== PASSAGE ==

▬▬▬▬▬▬▬▬▬▬

It seems impossible to imagine this Yaletown loft without its signature double staircase. The symmetry, the bold contrast of black iron railings against a pristine white wall—it’s a striking element that sets the tone for the whole space. But it wasn’t, in fact, part of the original design at all; rather, it’s just one part of a huge renovation done by Jamie Hamilton and Greer Nelson of Oliver Simon Design, the duo tasked with remodeling this once-dated 1,200-square-foot ’80s condo for a newlywed couple.
In the original layout, there was just one set of stairs that led to the loft sleeping area; across the suite, a makeshift office had been assembled precariously on the ledge above the solarium, with only a wobbly ladder to access it. Meanwhile, on the main floor, “it was really, really dark,” recalls Nelson. “The layout of the previous kitchen really made it feel like a cave.”
Right away, the designers knew they would need to open things up. “We wanted to make it brighter and take advantage of the high ceilings,” explains Hamilton. That meant starting from scratch with the bathroom and kitchen, coating the walls in a fresh layer of Benjamin Moore’s Oxford White and creating smart storage solutions to keep the space uncluttered. A full dining table was eschewed in favour of simple countertop seating, a washer and dryer set is hidden seamlessly behind panels, and the island that sits behind the sofa has double-sided cabinets.

▬▬▬▬▬▬▬▬▬▬

== DATA EXTRACT ==
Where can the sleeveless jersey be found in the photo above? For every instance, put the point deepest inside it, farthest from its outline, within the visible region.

▬▬▬▬▬▬▬▬▬▬

== PROBLEM 1 ==
Answer these about the passage on the Yaletown loft renovation:
(a) How large was the condo before the remodel, and from what decade did it date?
(b) What was the only means of reaching the makeshift office above the solarium?
(c) What paint was used on the walls?
== PROBLEM 2 ==
Pick up the passage on the Yaletown loft renovation after its final sentence and keep writing.

== EXERCISE OUTPUT 1 ==
(a) It was 1,200 square feet and dated from the '80s.
(b) A wobbly ladder.
(c) Benjamin Moore's Oxford White.

== EXERCISE OUTPUT 2 ==
And not only does the new double staircase (built with the help of contractor PGC Enterprises) add great visual balance to the space, it also created an opportunity to sneak in an extra closet—an invisible door with a touch latch offers easy access beneath the left-hand stairs, where the couple stores the stroller for their new baby.
For the finishes and details, Nelson and Hamilton took inspiration from the homeowners’ travels. They had just returned from a year-long around-the-world honeymoon, and “they had pictures and some treasures they’d picked up along the way that we wanted to incorporate,” explains Hamilton. One of those pieces was a 30-inch-wide golden Moroccan platter, which the designers mounted overtop of a light to create a custom sconce with a beautiful golden glow. In the bedroom, blown-up photos from their trip hang modestly from antique coat hangers on a drapery rod. “We didn’t want to just put them in frames,” explains Hamilton. “This was an inexpensive, interesting way of putting them up.”
These aren’t the only ways the duo got creative with the art and decor. Nelson and Hamilton sourced a sushi-restaurant curtain from a vintage shop (a reference to the couple’s time in Japan) and hung it front and centre where the twin staircases meet. In the living room, a bus route scroll, a collection of masks, a large unframed canvas by painter Janine M. Ray (“They gave us a deal because it wasn’t stretched or framed,” says Hamilton) and a paint-by-numbers clown picture collected from a vintage shop are displayed together to create an eclectic feature wall. “The white walls gave us the perfect template to work with,” says Nelson. “And with a big, open space like that, you can kind of go crazy.”